- The problem
From the line with "Return one point per instance of the fur" to the final line of the records, reproduce every line exactly and only those lines.

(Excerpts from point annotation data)

- - -

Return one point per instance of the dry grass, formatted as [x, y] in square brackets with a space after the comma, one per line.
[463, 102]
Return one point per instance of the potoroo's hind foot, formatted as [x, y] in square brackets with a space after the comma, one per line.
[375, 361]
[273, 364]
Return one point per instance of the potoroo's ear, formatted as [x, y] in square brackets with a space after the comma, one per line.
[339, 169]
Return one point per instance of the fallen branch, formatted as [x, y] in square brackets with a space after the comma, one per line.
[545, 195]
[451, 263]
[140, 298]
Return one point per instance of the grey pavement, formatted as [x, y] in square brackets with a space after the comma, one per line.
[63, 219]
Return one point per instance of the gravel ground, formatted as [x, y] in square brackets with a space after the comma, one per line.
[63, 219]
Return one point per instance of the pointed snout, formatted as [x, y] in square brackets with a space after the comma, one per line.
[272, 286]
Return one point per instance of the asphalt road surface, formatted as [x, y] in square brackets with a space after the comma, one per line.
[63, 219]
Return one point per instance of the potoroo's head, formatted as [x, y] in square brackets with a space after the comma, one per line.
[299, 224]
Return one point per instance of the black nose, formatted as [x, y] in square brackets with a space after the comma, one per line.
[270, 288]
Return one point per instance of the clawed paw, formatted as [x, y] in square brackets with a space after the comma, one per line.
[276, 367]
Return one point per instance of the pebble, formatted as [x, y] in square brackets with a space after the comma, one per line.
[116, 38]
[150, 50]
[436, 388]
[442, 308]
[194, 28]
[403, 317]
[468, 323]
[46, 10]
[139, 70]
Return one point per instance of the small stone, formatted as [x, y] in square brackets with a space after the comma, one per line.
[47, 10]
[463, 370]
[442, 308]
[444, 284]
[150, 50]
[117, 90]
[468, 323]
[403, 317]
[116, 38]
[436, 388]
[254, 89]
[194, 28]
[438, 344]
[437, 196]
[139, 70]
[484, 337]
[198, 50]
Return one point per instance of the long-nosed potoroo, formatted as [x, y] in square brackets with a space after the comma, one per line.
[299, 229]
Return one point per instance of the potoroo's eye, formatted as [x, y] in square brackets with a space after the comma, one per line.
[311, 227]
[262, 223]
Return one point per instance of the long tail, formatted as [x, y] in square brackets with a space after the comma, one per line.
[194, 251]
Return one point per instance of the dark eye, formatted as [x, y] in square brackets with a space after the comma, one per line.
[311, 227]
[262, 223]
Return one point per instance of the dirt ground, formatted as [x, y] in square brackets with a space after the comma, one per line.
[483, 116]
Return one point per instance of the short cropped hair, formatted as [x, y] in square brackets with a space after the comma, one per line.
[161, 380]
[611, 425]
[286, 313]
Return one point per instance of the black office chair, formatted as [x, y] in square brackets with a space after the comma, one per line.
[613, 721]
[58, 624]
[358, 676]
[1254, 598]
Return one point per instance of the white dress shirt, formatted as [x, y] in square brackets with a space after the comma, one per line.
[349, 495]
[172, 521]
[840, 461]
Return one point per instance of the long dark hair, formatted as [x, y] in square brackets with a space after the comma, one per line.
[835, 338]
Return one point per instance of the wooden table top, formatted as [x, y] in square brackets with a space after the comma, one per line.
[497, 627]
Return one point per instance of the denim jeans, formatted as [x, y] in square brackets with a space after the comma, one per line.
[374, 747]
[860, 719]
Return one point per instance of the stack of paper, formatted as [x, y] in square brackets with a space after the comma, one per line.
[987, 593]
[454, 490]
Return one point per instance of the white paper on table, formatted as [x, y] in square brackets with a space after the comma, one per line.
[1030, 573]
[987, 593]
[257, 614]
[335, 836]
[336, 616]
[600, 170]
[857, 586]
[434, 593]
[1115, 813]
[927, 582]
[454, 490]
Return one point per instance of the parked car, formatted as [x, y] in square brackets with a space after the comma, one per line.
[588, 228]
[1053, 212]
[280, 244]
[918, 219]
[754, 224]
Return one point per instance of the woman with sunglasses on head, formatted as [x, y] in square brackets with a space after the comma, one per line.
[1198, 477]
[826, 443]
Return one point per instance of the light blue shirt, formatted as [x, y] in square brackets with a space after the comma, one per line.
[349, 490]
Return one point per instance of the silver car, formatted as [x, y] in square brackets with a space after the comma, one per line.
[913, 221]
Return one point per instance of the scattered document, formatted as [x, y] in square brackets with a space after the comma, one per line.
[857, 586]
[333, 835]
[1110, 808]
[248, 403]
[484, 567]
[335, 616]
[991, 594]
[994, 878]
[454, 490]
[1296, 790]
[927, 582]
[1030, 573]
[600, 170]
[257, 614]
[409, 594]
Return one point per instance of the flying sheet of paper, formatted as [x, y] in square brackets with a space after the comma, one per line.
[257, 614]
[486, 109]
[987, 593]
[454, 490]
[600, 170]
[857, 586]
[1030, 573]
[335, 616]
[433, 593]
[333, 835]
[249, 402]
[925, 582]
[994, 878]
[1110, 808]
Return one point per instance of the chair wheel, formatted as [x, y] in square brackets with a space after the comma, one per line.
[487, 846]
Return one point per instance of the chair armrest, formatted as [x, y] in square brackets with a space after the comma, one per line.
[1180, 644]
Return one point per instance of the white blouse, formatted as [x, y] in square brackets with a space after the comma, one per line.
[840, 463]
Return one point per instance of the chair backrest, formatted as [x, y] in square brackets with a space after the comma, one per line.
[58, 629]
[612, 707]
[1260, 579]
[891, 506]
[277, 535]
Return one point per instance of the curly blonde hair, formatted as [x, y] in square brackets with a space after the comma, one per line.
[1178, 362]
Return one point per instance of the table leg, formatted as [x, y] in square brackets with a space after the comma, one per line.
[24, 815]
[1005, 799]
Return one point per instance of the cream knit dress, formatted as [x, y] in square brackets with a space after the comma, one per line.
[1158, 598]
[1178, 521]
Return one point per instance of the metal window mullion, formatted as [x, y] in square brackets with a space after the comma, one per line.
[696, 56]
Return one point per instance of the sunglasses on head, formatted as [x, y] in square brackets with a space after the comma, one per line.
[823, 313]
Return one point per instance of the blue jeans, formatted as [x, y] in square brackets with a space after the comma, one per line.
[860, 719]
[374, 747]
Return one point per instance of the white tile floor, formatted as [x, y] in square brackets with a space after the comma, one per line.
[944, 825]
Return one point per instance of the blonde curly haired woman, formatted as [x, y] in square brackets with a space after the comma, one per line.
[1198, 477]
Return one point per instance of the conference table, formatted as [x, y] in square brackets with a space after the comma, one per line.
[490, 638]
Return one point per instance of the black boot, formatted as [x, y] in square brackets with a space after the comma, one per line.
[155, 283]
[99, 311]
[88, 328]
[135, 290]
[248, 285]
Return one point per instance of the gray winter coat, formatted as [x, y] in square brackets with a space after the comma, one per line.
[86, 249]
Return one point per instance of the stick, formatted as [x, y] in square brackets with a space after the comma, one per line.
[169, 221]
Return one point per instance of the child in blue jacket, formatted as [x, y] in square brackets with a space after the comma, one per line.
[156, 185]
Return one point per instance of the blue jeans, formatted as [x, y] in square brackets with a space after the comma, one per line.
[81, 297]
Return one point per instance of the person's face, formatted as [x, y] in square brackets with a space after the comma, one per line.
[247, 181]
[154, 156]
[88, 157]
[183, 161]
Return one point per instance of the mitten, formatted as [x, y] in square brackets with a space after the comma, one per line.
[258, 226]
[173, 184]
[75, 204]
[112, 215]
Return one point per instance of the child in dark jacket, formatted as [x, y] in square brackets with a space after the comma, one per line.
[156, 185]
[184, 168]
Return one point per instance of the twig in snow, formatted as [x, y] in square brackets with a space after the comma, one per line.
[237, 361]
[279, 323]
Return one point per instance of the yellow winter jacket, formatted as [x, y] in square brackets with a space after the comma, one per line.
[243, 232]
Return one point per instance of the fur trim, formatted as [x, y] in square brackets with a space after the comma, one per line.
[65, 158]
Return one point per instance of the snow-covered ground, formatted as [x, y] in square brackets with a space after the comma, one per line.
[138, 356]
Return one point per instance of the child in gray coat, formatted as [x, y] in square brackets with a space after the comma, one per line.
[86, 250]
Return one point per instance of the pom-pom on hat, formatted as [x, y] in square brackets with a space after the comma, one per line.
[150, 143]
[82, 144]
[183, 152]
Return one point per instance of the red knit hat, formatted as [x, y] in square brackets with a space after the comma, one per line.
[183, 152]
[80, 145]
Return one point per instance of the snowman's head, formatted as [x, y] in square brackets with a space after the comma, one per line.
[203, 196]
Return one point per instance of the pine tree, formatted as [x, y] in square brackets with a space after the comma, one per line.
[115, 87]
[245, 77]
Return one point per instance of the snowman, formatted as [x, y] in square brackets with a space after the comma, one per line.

- - -

- Complete response
Return one point per instance of the fur trim, formatted as [x, y] in square brackets with a space after the comma, one per line.
[65, 158]
Return one point per instance of the snow-covered ground, formatted as [x, y] in square brackets with a space after the comma, one per line.
[138, 356]
Return one point per instance of the child in gray coat, formatted as [x, y] in square brackets with a space after the comma, one per line.
[86, 250]
Return one point per instance of the pom-pom on hat, formatted as [x, y] in square brackets with a space after the comma, one per line.
[150, 143]
[82, 144]
[183, 152]
Return one point per instance of the red knit hat, formatted as [x, y] in square brackets with a space after the comma, one per line.
[183, 152]
[80, 145]
Return one point per instance of the snowman's head, formatted as [x, y] in square brackets with a space after the comma, one per line.
[203, 196]
Return one point per instance of the pine tree, formatted as [x, y] in square brackets with a space after the comma, one per line.
[115, 87]
[245, 77]
Return one point per instance of the snowman, formatted as [x, y] in square brackets with a space after the comma, one per line.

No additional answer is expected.